═══ Extracted entries ═══

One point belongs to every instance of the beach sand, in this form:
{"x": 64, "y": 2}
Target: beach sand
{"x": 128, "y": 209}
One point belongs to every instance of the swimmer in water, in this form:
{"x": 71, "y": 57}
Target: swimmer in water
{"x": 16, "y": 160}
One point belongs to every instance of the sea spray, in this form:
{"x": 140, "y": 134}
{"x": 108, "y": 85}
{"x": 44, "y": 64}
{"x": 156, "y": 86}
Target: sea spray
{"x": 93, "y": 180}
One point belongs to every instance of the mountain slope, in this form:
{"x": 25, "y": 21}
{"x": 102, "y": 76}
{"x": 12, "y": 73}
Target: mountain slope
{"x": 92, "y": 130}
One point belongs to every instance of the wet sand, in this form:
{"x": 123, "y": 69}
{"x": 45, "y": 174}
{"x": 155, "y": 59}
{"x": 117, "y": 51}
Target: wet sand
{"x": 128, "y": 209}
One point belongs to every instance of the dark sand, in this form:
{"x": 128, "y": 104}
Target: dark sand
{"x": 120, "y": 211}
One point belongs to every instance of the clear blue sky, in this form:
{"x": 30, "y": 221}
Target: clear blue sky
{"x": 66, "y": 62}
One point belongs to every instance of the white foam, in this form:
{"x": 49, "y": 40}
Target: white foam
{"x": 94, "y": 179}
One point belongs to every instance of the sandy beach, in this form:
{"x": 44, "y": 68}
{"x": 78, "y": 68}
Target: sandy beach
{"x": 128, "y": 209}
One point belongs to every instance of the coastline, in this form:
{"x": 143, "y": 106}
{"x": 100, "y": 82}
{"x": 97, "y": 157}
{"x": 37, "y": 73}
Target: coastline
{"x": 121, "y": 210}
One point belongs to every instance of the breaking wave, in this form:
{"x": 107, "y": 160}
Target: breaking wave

═══

_What the task requires_
The entire set of records should be returned exactly.

_The answer_
One point belongs to every instance of the beach sand, in this form:
{"x": 64, "y": 2}
Target: beach sand
{"x": 128, "y": 209}
One point belongs to every instance of the swimmer in water, in this form:
{"x": 71, "y": 57}
Target: swimmer in water
{"x": 16, "y": 160}
One point belongs to every instance of the sea spray, in this form:
{"x": 140, "y": 134}
{"x": 108, "y": 85}
{"x": 44, "y": 64}
{"x": 156, "y": 86}
Target: sea spray
{"x": 93, "y": 180}
One point belongs to every instance of the mountain slope, in this form:
{"x": 25, "y": 21}
{"x": 102, "y": 76}
{"x": 12, "y": 73}
Target: mountain slope
{"x": 92, "y": 130}
One point belongs to every instance of the wet sand, in this form:
{"x": 123, "y": 69}
{"x": 45, "y": 174}
{"x": 155, "y": 59}
{"x": 117, "y": 51}
Target: wet sand
{"x": 128, "y": 209}
One point belongs to every instance of the dark sand, in this form:
{"x": 128, "y": 104}
Target: dark sand
{"x": 120, "y": 211}
One point belongs to every instance of the clear blue sky, in this form:
{"x": 30, "y": 221}
Target: clear blue sky
{"x": 66, "y": 62}
One point belongs to every instance of the white foam, in this form:
{"x": 49, "y": 40}
Target: white foam
{"x": 94, "y": 179}
One point belongs to every instance of the sandy beach, in this form:
{"x": 44, "y": 68}
{"x": 78, "y": 68}
Target: sandy beach
{"x": 128, "y": 209}
One point belongs to every instance of the coastline, in this form:
{"x": 143, "y": 106}
{"x": 100, "y": 82}
{"x": 97, "y": 157}
{"x": 37, "y": 73}
Target: coastline
{"x": 121, "y": 210}
One point belongs to every instance of the breaking wave, in this form:
{"x": 107, "y": 160}
Target: breaking wave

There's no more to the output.